**** DATA IN THIS EXERCISE

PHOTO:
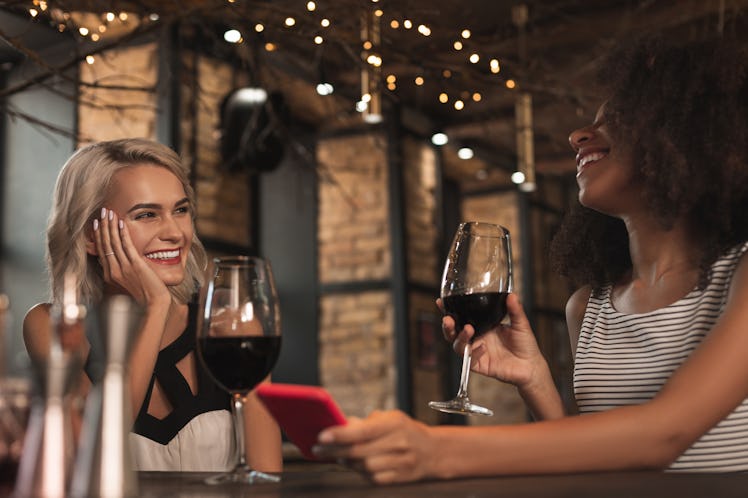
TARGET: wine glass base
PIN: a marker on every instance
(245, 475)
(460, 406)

********
**** DATA IN THIS EXERCISE

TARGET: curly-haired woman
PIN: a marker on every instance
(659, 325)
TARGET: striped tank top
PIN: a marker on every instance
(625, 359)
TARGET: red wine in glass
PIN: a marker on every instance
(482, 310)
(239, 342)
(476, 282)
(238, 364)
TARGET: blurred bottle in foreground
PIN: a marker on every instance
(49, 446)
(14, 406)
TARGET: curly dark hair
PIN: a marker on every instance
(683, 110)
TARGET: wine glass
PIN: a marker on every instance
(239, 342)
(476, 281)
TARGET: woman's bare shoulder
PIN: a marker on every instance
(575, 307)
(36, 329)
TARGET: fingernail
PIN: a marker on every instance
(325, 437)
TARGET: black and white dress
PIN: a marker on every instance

********

== TASK PROMPT ==
Can you gather every line from the items above that contains the word "wine" and copy each one in full?

== ANSWER TO THE TASK ==
TARGET: wine glass base
TARGET: red wine in glass
TARGET: wine glass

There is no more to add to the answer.